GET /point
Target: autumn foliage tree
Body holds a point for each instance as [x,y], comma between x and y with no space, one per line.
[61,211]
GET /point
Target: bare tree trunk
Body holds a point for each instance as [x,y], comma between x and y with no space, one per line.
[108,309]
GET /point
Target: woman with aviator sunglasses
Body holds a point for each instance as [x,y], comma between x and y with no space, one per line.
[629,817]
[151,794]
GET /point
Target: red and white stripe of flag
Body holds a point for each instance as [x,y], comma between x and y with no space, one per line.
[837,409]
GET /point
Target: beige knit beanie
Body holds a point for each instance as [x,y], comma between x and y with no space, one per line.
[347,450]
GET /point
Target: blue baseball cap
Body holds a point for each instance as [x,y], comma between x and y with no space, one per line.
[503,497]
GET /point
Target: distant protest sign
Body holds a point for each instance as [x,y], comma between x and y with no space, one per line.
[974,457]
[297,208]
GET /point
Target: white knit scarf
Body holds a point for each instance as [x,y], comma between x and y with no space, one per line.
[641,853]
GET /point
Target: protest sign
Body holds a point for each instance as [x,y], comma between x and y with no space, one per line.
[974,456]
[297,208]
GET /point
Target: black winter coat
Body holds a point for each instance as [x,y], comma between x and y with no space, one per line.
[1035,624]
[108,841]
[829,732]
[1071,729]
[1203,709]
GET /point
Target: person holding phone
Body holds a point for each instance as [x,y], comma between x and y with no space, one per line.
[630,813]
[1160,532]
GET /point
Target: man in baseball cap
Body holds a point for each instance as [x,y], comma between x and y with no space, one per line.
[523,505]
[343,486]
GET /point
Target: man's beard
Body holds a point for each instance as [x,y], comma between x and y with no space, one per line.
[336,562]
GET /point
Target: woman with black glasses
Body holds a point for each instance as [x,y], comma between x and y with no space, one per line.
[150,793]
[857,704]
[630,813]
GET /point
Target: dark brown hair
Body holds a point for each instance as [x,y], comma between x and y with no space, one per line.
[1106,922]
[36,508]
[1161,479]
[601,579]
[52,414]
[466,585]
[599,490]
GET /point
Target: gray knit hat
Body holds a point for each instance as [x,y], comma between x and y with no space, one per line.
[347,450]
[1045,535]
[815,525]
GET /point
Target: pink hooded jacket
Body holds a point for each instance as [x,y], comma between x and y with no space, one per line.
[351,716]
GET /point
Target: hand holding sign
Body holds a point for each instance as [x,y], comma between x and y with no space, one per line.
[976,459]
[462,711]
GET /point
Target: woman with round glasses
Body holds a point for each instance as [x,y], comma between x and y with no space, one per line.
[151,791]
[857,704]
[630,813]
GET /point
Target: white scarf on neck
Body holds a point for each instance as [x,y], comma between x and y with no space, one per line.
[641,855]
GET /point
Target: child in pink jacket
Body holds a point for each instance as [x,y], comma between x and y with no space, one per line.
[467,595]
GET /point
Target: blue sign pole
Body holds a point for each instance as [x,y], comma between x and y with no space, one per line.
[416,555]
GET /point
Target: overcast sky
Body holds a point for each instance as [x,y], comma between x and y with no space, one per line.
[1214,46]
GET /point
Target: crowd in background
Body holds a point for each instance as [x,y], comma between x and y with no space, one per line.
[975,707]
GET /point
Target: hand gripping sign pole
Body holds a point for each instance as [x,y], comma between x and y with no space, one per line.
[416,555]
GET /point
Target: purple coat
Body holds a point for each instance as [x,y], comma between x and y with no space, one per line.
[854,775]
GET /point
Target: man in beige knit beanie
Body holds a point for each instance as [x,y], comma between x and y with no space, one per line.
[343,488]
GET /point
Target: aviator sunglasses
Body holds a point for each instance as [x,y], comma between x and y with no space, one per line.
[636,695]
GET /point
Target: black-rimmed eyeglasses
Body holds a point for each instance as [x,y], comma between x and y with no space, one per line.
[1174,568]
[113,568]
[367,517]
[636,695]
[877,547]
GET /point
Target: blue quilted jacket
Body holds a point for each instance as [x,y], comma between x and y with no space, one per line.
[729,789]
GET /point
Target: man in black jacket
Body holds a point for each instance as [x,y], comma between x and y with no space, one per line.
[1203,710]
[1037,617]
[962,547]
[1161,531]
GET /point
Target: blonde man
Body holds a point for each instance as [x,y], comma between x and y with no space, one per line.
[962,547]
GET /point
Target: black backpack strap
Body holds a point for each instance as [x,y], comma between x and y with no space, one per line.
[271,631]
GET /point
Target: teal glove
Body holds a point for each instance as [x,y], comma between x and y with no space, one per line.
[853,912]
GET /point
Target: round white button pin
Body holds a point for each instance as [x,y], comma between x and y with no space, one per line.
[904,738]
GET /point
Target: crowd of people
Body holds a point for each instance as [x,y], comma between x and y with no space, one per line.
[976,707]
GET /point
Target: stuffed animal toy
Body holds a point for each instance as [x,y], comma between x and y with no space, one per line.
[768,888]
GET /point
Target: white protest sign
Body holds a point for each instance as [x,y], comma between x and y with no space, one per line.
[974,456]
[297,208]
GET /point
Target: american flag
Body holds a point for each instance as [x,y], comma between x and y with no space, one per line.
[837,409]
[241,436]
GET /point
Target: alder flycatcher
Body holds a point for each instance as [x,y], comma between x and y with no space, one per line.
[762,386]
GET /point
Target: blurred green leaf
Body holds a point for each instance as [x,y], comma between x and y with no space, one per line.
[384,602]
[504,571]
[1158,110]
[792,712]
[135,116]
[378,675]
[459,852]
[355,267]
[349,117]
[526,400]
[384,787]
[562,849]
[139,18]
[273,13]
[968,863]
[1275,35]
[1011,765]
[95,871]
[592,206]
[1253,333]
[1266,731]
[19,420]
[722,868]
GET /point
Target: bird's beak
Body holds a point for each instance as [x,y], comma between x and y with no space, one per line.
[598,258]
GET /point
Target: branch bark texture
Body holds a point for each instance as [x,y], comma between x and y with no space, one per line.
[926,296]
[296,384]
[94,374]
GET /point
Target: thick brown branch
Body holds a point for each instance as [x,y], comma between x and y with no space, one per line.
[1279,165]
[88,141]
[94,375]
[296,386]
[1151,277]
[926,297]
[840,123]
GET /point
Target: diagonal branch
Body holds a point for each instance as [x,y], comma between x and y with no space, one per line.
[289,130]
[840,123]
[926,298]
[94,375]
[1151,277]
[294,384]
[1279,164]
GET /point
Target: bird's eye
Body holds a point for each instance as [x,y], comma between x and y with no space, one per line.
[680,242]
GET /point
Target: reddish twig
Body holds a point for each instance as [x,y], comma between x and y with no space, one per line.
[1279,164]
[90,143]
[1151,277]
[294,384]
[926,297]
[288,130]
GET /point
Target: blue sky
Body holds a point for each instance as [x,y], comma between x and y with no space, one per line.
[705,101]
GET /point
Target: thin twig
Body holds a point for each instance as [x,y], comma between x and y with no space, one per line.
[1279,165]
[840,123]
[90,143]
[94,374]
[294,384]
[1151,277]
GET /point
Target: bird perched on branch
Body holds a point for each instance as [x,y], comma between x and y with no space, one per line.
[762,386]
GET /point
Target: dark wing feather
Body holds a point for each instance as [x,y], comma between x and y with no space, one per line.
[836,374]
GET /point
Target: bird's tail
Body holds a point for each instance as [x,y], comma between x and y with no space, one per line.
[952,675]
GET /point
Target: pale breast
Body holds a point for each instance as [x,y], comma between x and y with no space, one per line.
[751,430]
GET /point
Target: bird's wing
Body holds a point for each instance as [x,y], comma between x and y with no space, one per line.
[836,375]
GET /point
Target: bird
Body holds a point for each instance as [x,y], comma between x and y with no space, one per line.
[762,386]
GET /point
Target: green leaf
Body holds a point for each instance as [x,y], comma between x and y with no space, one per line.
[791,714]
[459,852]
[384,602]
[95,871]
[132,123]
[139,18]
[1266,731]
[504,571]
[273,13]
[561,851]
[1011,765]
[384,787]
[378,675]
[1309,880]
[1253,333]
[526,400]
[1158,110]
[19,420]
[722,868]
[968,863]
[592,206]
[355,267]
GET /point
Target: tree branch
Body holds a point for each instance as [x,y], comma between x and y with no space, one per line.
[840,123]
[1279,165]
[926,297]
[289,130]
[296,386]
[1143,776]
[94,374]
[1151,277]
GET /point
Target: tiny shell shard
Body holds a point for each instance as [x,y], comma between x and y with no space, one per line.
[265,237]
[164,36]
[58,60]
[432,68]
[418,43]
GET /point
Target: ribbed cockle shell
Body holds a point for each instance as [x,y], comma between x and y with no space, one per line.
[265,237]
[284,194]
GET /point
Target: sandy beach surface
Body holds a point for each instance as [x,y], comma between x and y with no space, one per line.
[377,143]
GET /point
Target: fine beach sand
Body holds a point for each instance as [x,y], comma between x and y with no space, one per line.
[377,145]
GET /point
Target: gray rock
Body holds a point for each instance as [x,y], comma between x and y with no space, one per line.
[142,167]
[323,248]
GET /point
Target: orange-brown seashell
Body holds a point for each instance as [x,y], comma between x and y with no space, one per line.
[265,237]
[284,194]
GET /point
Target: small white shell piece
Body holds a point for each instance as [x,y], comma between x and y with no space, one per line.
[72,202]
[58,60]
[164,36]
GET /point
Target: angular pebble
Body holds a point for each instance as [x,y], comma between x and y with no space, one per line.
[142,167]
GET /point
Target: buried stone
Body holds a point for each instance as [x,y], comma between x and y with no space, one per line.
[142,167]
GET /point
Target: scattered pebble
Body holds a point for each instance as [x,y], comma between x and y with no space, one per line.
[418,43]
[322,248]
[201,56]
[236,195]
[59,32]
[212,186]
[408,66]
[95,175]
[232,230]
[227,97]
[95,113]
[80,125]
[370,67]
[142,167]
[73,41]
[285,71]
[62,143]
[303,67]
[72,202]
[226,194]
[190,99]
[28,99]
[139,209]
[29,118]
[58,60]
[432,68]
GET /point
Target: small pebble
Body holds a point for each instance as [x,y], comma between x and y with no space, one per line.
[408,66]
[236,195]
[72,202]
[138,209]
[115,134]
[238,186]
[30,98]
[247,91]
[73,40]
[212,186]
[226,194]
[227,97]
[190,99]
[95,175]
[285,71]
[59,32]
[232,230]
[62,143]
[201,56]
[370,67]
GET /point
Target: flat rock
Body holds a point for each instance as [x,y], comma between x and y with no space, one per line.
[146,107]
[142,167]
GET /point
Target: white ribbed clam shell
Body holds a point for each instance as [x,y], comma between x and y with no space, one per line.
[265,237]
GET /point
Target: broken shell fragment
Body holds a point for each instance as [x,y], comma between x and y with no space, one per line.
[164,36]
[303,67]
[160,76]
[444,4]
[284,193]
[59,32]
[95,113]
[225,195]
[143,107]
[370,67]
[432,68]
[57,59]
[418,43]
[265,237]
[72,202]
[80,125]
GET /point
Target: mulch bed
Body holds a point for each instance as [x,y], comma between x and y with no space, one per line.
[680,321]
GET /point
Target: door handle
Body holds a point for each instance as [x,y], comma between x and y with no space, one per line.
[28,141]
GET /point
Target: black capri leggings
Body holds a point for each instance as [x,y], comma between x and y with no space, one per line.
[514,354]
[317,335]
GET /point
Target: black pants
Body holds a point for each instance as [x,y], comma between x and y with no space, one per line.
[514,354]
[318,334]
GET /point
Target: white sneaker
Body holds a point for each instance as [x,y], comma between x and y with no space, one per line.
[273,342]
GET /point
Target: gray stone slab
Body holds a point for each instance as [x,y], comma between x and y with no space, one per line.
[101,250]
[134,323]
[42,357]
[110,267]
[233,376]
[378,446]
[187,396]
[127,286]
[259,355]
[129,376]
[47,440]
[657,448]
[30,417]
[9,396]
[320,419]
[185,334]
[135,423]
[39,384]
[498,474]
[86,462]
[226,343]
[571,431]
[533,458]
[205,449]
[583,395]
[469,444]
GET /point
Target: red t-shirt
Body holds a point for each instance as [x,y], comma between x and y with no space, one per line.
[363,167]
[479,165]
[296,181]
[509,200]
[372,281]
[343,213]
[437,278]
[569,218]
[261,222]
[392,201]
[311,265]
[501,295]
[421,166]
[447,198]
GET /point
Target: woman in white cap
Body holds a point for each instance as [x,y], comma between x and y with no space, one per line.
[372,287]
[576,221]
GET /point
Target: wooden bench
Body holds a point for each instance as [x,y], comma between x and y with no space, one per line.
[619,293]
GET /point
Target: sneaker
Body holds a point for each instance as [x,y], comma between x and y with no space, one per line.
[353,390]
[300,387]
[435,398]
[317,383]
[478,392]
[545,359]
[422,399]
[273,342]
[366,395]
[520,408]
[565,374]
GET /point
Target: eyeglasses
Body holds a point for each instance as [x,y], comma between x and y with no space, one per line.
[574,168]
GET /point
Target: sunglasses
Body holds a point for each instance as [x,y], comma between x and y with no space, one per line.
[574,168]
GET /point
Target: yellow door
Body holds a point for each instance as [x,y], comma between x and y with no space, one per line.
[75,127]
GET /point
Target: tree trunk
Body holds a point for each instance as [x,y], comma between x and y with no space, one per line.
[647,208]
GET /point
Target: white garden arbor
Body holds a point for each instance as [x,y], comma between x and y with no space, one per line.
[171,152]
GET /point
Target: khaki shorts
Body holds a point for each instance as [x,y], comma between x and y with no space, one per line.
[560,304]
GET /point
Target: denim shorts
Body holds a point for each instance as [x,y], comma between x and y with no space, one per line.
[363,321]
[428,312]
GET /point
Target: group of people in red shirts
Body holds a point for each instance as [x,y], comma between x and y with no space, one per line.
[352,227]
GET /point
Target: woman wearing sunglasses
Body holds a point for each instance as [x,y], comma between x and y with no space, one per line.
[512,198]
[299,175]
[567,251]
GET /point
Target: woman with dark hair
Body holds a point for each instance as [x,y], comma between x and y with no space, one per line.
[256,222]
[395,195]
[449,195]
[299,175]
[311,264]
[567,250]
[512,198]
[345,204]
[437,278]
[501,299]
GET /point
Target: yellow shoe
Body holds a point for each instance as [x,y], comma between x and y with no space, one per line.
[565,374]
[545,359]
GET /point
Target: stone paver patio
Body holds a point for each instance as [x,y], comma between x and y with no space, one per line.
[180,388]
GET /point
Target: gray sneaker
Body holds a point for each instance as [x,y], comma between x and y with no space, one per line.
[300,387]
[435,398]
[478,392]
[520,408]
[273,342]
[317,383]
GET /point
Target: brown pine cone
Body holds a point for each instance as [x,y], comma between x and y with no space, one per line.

**EXERCISE PROMPT**
Using the records above, write out exactly the lines between the one holding "Target: distant protest sign" and the one holding "Target: person holding phone", inclusive; leave everything else out.

**SOLUTION**
Target: distant protest sign
Body holds a point for each instance as [x,y], comma between x and y with no space, one per line.
[974,457]
[297,208]
GET /point
Target: white knit scarf
Body holds a point for each instance as [x,y], comma between x and y with no space, one per line.
[641,853]
GET /point
Target: protest sign
Body holds a point for each instance as [x,y], comma between x and y with no space, one per line.
[974,456]
[297,208]
GET /point
Target: black winter coat
Body holds a point for each instance as [x,y], comma between x and y with no space, one per line.
[1035,624]
[108,841]
[829,732]
[1071,729]
[1203,709]
GET /point
Target: person holding phone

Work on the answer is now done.